Work to complete
Convert every line of the records below into a Markdown table with the columns Row and Text, numbering each row and skipping blank lines. Leave the pictures out of the table.

Information provided
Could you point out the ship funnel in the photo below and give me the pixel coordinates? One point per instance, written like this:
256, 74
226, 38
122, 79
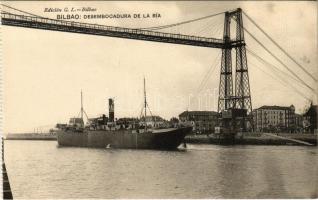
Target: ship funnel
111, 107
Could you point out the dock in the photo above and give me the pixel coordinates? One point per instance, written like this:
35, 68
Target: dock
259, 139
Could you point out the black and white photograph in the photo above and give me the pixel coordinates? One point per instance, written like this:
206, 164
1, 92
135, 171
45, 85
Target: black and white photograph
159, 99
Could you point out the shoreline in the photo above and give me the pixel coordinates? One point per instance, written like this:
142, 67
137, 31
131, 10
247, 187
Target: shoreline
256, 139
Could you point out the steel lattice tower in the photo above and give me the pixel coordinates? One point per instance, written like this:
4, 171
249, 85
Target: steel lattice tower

Answer to the problem
| Row | Text |
|---|---|
| 1 | Could you point out the ship funnel in the photo below and give me the pixel coordinates? One point per instance, written like this: |
| 2 | 256, 74 |
| 3 | 226, 38 |
| 4 | 122, 79 |
| 5 | Target: ship funnel |
| 6 | 111, 107 |
| 7 | Could you point out the dock in the photo above and give me the pixel coordinates? One point per instance, written like this: |
| 8 | 35, 68 |
| 9 | Target: dock |
| 10 | 259, 139 |
| 11 | Could you point out the black and white photograph in the photo above and give me the pixel coordinates? One point per instance, written like this: |
| 12 | 206, 164 |
| 13 | 1, 92 |
| 14 | 135, 171 |
| 15 | 45, 85 |
| 16 | Target: black and white photograph |
| 17 | 159, 99 |
| 18 | Could you point out the shoreline in the photo above and give me the pixel coordinates? One point per instance, written like this: |
| 19 | 142, 67 |
| 20 | 137, 31 |
| 21 | 131, 10 |
| 22 | 247, 187 |
| 23 | Target: shoreline |
| 24 | 256, 139 |
| 25 | Could you point out the steel lattice tower in the photo above and give me the pixel coordinates? One point per instance, written like this: |
| 26 | 4, 171 |
| 27 | 249, 85 |
| 28 | Target: steel lattice tower |